Instructions to follow
Extend the article on Pennsylvania's online Mechanics' Lien Law directory by writing the part that follows its last sentence.

Text provided
+++

Written by: D. Matthew Jameson III, Chair of the Construction Services Group at Babst Callan
Since January 1, 2017 Pennsylvania has been using an on-line directory to file notices relating to the Mechanics’ Lien Law. This significant change is a result of Act 142, signed into law on October 14, 2014 then-Governor Tom Corbett that amended Pennsylvania’s Mechanics’ Lien Law. These amendments established a structured procedure for owners, contractors, and subcontractors to receive and give notice of mechanics’ lien claims, as well as a web-based central electronic repository under which these notices must be filed (the “Directory”). Act 142 was widely supported by both owners (along with construction lenders) and contractors as a means to better identify all subcontractors and material suppliers with lien rights on a project.
Specifically, Act 142 allows the following four notices to be filed with the Directory: (1) Notice of Commencement; (2) Notice of Furnishing; (3) Notice of Completion; and (4) Notice of Nonpayment. While the owner of a construction project has discretion to determine whether the Directory will be used on the project, it is difficult to contemplate any reasons why an owner would not want to use the Directory and many reasons why an owner should use the Directory – the biggest of which is to make sure that the owner know exactly who has lien rights on the project. Prior to Act 142, there was no way for an owner to know who the second-tier subcontractors were on a project, even though those second-tier subcontractors had lien rights. The owner can trigger the use of the Directory by filing a Notice of Commencement before any labor, work, or materials are furnished for the project if the owner wishes to avail itself of the Directory’s protections. If an owner files a Notice of Commencement, a subcontractor (defined as including first- and second-tier subcontractors or material suppliers) must file a Notice of Furnishing detailing the work it will perform within 45 days of first performing that work or delivering materials to preserve its lien rights. Act 142 also permits – but does not require – an owner to file a Notice of Completion within 45 days of “actual completion” of work on the project, and allows a subcontractor to file a Notice of Nonpayment if it does not receive complete payment for its work or materials. The Directory can be accessed at http://www.scnd.pa.gov/.

+++

Recorded information
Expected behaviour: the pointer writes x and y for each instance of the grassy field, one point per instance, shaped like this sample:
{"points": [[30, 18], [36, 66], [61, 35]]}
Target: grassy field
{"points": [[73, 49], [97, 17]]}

+++

Reply
As the amendments set forth in Act 142 became effective on December 31, 2016, owners, contractors, and first-tier subcontractors should immediately evaluate their form contracts to ensure compliance with a number of new requirements for applicable projects. Notably, all contracts for searchable projects must include a written notice stating that a subcontractor’s failure to comply with the Act’s notice requirements will result in the loss of lien rights. Act 142 sets forth the exact language that must be included in the contract. Furthermore, the owner and general contractor on a searchable project must now make reasonable efforts to ensure the Notice of Commencement is made a part of the contract documents provided to all subcontractors awarded work on the project. Failure to comply with these requirements could potentially constitute a violation of the amended Mechanics’ Lien Law. Owners and contractors should also consider adding flow-down clauses in their contracts imposing requirements on contracting parties to include the necessary written notice in subcontracts, and include the Notice of Commencement as a contract document for any subcontract.
Any person who requests, encourages or requires a subcontractor not to comply with the amended Lien Law’s notice provisions may face civil and criminal penalties, including payment of attorneys’ fees and court costs. The person may also be liable for actual damages resulting from the subcontractor’s resulting failure to comply with the new notice provisions.
As of the end of July 2017, there are approximately 100 projects listed on the Directory. Each entry on the Directory may be accessed by the general public, and includes information regarding the project’s name and address, as well as the name and address of the owner, general contractor, and any subcontractors who have filed Notices of Furnishing for the project.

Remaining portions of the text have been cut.